Records shown Start Marker

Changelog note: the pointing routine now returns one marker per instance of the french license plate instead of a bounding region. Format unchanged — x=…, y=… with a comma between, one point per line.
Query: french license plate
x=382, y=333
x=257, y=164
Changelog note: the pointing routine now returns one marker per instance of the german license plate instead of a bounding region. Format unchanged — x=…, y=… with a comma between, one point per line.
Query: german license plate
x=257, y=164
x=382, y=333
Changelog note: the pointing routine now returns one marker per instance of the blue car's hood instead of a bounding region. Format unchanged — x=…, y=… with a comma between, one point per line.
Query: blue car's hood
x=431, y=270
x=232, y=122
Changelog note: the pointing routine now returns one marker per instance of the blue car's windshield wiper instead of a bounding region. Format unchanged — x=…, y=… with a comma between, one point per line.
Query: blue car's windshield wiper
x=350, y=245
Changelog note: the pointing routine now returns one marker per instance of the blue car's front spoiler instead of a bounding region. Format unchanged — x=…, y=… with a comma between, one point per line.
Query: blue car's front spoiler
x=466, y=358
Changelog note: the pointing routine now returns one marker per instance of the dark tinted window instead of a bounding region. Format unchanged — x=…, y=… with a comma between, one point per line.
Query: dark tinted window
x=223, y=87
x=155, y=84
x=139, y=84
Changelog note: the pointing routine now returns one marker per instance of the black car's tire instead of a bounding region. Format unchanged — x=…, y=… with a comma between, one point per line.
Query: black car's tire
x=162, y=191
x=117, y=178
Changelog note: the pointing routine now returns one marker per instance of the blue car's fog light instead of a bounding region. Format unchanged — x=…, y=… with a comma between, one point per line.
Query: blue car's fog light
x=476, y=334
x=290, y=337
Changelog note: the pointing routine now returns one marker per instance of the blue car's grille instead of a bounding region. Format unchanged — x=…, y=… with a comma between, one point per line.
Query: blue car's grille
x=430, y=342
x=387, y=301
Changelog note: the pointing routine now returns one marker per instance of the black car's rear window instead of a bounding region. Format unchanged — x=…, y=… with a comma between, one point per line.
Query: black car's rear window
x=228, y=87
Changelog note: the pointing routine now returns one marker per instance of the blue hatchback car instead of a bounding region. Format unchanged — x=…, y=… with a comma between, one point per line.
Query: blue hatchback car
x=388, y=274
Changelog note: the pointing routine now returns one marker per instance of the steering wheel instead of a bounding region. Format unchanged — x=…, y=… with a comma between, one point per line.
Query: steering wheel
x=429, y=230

Records shown End Marker

Retype all of the data exactly. Leave nothing out.

▶ [Response area]
Changelog note: the pointing routine now returns one marker per instance of the french license plate instead of a bounding region. Format unchanged — x=…, y=… with a comma between, one point per line.
Query: french license plate
x=382, y=333
x=257, y=164
Changelog note: the pointing routine now returns one marker per instance of the german license plate instead of a bounding region. Format unchanged — x=…, y=… with a comma between, one point per line.
Query: german license plate
x=257, y=164
x=382, y=333
Changelog note: the pointing routine now returns one marker per instance of the blue car's hood instead of a bounding region. Format unchanged — x=…, y=… with a comma between, one point per line.
Query: blue car's hood
x=431, y=270
x=232, y=122
Changelog note: the pointing routine now returns one marker per instance of the blue car's windshield wiper instead of a bounding region. Format unchanged — x=…, y=… with a comma between, one point per line.
Query: blue car's windshield wiper
x=350, y=245
Changelog note: the pointing routine now returns one marker per instance of the blue car's front spoiler instead of a bounding region. Format unchanged — x=…, y=… with a comma between, one point per line.
Query: blue car's front spoiler
x=466, y=358
Changelog note: the pointing routine now returns one marker per instance of the dark tinted window instead of a bounding region. Format unchanged — x=…, y=… with a comma between, one point per line.
Query: dark tinted window
x=223, y=87
x=155, y=84
x=139, y=84
Changelog note: the pointing routine now returns one marker per instance of the black car's tire instead of a bounding region. Format unchanged — x=…, y=… with a comma between, one point per line.
Query: black car's tire
x=162, y=191
x=117, y=178
Changelog note: the pointing routine now returns one marker per instance of the blue car's fog light instead of a bounding region. Format unchanged — x=…, y=… with a comma between, one point per line.
Query: blue car's fog light
x=476, y=334
x=290, y=337
Changelog note: the pointing routine now returns one marker per instance of the blue car's grille instead of a bounding region. Format unchanged — x=…, y=… with a comma between, one point per line.
Query: blue car's grille
x=430, y=342
x=387, y=301
Changelog note: the pointing routine now returns one marker per instance of the black car's rear window instead of a bounding region. Format unchanged — x=…, y=… with a comma between, one point per line.
Query: black car's rear window
x=228, y=87
Changelog note: the pointing routine now returns one marker per instance of the blue hatchback car instead of a bounding region. Format unchanged — x=…, y=… with a comma between, one point per line.
Query: blue hatchback car
x=388, y=274
Changelog note: the pointing routine now returns one marker per instance of the steering wheel instead of a bounding region. Format unchanged — x=…, y=… with a comma between, one point per line.
Query: steering wheel
x=429, y=230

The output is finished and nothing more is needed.